Escreva a continuação do texto sobre as respostas de ministros e advogados às acusações, começando logo depois da sua última frase.

*Bloco de texto*:
╭──

Em nota, o presidente do STJ, ministro Humberto Martins, afirmou que não iria se manifestar. O GLOBO não conseguiu contato com Eduardo Martins, filho do presidente do STJ. A assessoria do tribunal informou que o ministro Napoleão Maia não respondeu.
O escritório do advogado Tiago Cedraz, filho do ministro do Tribunal de Contas da União (TCU) Aroldo Cedraz, também negou as acusações e afirmou esperar que “a verdade seja restabelecida”. “O escritório tem convicção de que os eventos de hoje são absurdos e reprováveis. Além disso, acredita que a verdade logo será reestabelecida”, diz a nota.
O advogado Caio Rocha afirmou que seu escritório ‘jamais prestou serviços nem recebeu qualquer quantia da Fecomércio ’e que as acusação do Ministério Público ‘são tratativas para um contrato que nunca se consumou’.

╰──

*Linhas fornecidas*:
╭──

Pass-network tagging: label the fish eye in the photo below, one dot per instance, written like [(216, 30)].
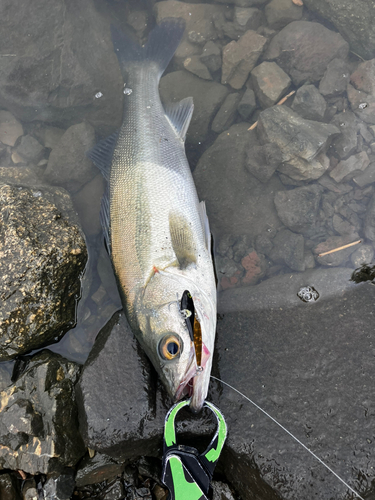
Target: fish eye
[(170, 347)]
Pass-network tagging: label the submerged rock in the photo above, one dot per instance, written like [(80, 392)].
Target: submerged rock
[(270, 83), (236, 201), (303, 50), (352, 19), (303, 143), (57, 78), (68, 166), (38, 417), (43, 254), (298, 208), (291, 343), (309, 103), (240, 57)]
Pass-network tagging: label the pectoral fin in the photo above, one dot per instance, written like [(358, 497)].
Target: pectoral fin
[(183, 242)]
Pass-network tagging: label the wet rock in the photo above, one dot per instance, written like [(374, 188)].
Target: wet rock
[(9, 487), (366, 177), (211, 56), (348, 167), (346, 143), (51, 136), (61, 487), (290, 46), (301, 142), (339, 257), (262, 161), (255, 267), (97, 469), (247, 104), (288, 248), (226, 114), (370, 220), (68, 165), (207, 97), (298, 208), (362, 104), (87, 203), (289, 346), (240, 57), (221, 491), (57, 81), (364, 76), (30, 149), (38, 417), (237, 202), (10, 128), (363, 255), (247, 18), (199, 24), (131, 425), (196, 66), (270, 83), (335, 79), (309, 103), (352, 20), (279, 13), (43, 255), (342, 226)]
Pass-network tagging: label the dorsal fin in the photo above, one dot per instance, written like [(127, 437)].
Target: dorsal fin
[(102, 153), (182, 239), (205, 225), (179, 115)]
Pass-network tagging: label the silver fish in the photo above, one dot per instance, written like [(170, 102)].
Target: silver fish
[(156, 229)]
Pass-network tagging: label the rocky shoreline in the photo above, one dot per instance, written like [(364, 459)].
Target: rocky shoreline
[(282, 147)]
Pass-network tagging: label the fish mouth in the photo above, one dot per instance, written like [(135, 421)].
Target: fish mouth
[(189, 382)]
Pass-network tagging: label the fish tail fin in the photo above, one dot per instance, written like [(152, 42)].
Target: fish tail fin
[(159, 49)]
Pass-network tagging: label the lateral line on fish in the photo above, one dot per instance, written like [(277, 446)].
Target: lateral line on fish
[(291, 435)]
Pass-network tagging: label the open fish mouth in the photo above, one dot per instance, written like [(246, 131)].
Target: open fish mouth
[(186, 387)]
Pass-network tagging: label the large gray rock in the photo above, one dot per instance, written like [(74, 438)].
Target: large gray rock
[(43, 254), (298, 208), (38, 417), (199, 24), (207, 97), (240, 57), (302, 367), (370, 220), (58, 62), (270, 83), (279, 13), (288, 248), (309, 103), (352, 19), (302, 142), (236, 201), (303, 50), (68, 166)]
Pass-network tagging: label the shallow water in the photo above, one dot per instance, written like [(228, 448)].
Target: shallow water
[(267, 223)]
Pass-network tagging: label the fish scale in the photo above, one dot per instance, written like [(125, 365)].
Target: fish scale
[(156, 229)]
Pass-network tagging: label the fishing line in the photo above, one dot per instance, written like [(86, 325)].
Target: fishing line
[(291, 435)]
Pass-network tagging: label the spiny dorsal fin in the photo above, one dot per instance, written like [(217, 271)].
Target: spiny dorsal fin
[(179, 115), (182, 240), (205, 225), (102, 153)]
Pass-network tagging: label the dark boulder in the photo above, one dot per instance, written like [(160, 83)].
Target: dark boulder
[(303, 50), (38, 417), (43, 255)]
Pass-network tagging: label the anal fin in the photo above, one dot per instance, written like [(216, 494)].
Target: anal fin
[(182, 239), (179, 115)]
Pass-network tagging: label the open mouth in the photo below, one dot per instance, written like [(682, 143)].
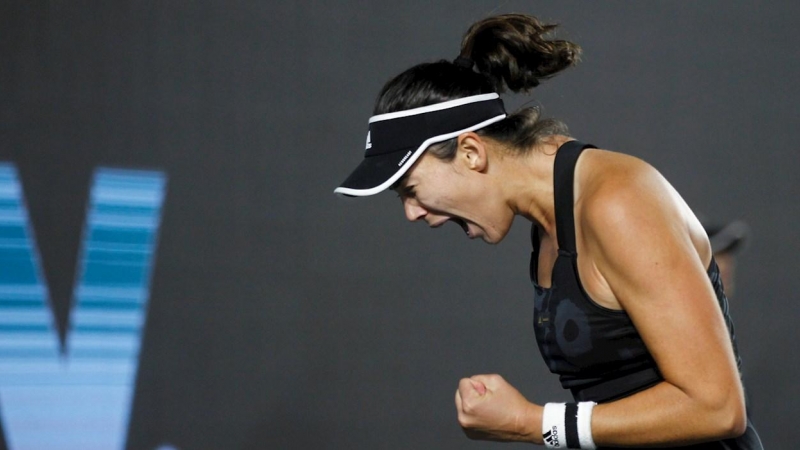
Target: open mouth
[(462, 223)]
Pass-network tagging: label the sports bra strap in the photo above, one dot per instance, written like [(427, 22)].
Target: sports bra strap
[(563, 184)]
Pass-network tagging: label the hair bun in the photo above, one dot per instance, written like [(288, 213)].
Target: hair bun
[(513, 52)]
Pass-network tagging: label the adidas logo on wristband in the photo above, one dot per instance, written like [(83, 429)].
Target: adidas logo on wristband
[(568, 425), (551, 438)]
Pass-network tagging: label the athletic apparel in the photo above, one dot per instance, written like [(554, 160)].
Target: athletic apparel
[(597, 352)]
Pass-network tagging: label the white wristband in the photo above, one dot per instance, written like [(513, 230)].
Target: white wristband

╰──

*Resposta do exercício*:
Cesar Asfor Rocha alega que ‘as suposições do Ministério Público não têm conexão com a realidade’ e que jamais prestou serviços para a Fecomércio e Orlando Diniz.
O escritório Basilio Advogados informa que atuou entre 2013 e 2017 em mais de 50 processos da Fecomércio, tanto na Justiça Estadual como na Justiça Federal. “Todos os nossos advogados trabalham de forma ética e dentro da legalidade. O escritório confia na Justiça e está à disposição para qualquer esclarecimento”, disse em nota.
Em nota, Frederic Wassef, negou participar do esquema da Fecomércio ou ter trabalhado para a federação e ressaltou que não foi denunciado como os outros advogados. “O delator Orlando Diniz está deliberadamente mentindo a meu respeito a mando de advogados inescrupulosos que estão usando-o como míssil teleguiado para me atingir visando atender o interesse de um outro cliente em comum.